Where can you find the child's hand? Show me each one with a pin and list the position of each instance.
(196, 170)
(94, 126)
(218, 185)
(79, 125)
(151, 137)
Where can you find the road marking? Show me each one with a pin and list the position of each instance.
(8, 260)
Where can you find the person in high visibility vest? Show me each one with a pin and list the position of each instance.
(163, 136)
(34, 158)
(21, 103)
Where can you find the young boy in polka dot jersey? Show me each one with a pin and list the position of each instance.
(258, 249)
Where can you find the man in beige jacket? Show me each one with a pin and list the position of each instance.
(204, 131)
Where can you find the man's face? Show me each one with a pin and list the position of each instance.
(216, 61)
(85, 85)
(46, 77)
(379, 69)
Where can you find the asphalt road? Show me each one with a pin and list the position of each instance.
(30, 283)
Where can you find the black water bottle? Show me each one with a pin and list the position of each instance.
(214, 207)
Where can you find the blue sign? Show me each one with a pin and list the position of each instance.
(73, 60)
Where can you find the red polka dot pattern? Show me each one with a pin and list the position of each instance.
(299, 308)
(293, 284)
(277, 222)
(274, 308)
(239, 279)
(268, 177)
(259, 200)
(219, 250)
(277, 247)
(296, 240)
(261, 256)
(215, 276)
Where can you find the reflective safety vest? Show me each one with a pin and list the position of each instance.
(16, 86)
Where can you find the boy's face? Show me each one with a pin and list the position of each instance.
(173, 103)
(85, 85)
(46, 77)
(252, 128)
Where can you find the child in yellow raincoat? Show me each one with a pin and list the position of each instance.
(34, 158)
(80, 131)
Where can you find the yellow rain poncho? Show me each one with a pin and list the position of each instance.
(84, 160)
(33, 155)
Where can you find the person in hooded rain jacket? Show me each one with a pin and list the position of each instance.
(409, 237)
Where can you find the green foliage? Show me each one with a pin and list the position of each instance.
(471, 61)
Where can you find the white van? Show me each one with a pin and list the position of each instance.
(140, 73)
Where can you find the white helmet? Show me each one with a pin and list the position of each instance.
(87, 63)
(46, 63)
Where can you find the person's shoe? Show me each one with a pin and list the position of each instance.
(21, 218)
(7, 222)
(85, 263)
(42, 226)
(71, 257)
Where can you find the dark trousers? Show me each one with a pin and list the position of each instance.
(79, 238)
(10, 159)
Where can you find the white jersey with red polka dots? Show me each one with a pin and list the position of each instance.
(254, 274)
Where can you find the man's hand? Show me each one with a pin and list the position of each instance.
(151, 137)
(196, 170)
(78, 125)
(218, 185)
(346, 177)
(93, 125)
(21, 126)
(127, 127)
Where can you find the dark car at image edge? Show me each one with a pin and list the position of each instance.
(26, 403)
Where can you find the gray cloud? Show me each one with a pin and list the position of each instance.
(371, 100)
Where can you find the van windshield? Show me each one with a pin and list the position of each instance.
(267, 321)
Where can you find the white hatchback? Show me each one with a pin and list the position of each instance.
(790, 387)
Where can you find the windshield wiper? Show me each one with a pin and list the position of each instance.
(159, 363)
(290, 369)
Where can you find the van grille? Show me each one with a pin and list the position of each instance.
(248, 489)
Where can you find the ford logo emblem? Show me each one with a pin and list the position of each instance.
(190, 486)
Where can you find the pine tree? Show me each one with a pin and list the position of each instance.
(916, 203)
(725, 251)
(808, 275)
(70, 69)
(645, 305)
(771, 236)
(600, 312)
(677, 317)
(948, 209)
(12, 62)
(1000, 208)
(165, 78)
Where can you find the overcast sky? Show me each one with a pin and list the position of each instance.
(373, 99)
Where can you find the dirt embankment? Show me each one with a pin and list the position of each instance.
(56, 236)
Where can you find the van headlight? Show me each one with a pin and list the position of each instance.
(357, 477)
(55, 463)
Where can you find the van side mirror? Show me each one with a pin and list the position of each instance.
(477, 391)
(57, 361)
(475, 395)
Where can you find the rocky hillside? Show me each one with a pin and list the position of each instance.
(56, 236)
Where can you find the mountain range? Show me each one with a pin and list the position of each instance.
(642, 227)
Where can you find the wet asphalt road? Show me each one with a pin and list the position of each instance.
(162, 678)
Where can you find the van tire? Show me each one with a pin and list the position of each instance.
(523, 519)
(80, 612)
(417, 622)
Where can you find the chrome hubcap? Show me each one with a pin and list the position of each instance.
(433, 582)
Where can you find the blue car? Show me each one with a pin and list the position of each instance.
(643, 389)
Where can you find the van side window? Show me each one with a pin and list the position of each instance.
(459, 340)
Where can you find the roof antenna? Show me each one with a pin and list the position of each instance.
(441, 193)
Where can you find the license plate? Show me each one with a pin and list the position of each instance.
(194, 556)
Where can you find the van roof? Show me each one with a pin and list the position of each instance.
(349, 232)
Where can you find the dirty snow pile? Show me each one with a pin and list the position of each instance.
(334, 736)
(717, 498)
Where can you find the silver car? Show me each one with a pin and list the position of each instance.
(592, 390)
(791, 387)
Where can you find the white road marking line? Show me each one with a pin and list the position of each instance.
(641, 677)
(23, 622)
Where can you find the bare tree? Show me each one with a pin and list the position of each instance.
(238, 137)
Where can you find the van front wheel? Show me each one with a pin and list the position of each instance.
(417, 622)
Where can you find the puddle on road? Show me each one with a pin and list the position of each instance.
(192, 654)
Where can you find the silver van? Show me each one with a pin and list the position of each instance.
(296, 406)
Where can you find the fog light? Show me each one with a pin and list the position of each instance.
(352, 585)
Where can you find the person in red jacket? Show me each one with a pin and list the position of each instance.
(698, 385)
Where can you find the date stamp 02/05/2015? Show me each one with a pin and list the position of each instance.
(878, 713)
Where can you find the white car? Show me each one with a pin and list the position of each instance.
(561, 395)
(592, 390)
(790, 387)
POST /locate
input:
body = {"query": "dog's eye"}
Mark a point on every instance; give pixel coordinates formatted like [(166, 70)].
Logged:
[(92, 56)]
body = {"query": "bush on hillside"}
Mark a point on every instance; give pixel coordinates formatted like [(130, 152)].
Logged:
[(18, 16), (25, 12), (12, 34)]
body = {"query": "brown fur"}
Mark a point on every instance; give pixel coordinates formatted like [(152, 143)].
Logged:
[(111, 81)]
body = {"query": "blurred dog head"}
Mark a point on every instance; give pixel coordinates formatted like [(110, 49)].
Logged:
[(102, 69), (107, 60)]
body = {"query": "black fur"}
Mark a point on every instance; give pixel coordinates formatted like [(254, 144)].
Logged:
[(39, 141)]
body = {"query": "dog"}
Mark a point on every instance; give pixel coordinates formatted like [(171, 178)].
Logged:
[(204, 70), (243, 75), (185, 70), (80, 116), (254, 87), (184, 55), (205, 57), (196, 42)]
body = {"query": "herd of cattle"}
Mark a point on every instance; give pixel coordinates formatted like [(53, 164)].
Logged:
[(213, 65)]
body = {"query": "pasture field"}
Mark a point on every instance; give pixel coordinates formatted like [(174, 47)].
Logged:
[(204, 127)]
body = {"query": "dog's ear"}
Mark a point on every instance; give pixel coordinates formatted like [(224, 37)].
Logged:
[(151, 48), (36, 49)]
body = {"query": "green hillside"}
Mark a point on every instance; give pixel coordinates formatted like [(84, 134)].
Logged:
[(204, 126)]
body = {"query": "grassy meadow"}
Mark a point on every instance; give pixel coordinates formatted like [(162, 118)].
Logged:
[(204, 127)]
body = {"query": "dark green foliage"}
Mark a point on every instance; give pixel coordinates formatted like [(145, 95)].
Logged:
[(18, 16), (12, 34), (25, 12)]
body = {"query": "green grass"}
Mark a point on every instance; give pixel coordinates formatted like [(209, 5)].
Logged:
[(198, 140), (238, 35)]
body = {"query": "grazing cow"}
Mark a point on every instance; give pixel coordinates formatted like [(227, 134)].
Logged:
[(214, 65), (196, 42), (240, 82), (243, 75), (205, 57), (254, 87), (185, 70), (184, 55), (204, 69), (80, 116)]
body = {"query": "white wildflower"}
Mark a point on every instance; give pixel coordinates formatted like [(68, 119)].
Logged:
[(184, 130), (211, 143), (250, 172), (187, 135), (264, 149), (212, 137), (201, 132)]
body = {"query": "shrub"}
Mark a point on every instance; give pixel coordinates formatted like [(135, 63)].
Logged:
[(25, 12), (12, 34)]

__________

Restate word for word the entries above, starting at the line with "like [(68, 119)]." and ending at the line with "like [(135, 63)].", inclusive, and no others.

Mark a point on every instance; give pixel coordinates formatted like [(68, 119)].
Logged:
[(184, 130), (211, 143), (250, 172), (187, 135), (264, 149), (212, 137), (201, 132)]
body = {"query": "shrub"}
Mark a point on every instance; give pixel coordinates formatted like [(135, 63)].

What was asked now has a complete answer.